(Data entries)
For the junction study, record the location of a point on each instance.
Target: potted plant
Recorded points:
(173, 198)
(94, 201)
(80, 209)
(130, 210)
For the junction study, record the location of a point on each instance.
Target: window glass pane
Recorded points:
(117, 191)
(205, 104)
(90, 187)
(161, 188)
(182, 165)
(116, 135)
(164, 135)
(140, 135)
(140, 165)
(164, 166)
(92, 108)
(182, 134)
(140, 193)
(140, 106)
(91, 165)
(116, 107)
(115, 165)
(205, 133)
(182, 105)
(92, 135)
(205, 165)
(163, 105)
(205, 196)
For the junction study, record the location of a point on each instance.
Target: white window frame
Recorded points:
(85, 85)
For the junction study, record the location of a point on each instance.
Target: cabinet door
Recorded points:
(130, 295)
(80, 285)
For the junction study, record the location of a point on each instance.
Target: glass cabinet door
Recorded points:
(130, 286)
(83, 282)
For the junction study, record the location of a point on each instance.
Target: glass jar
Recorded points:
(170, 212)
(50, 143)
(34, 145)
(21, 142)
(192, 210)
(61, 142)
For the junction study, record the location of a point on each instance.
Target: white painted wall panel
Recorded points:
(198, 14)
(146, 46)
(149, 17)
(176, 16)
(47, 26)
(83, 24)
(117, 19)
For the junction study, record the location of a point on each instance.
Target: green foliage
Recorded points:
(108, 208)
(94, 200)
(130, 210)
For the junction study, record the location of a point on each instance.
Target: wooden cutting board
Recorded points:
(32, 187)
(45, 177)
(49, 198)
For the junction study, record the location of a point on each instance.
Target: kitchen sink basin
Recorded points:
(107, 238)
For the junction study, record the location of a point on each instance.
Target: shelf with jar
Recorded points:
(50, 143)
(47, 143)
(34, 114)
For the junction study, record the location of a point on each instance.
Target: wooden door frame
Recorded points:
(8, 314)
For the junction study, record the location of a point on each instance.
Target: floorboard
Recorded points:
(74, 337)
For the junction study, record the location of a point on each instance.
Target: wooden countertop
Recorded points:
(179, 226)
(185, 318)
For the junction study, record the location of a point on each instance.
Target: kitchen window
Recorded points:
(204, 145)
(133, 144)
==
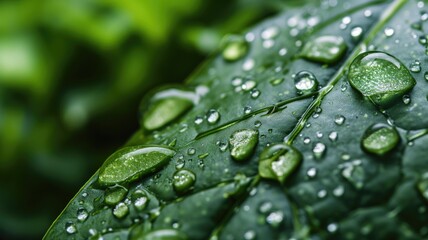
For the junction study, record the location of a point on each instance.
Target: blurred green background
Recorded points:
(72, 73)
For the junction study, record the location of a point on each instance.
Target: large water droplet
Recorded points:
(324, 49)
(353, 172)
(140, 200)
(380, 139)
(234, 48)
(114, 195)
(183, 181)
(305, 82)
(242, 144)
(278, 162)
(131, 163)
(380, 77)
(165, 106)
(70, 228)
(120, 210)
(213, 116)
---
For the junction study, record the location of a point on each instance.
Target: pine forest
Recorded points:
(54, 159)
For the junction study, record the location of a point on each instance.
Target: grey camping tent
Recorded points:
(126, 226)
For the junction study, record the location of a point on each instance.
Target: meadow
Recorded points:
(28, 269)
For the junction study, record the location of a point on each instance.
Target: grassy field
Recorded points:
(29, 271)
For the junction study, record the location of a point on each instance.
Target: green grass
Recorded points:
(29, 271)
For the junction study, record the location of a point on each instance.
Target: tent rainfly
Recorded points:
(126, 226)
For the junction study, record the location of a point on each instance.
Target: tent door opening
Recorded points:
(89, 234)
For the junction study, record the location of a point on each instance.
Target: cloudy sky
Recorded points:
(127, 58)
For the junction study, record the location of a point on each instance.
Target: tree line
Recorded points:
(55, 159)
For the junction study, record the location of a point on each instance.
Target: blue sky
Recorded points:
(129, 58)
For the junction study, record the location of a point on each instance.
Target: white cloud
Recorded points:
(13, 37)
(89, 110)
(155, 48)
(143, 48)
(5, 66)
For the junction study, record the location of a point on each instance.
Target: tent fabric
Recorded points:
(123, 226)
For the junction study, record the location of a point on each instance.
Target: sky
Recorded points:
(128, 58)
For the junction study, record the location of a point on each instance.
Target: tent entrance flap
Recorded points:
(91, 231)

Activity —
All lines in the entries above that include "door" should be found and copied.

Task response —
Target: cabinet door
Target: glass cabinet door
Target: wooden door frame
Target: tent door opening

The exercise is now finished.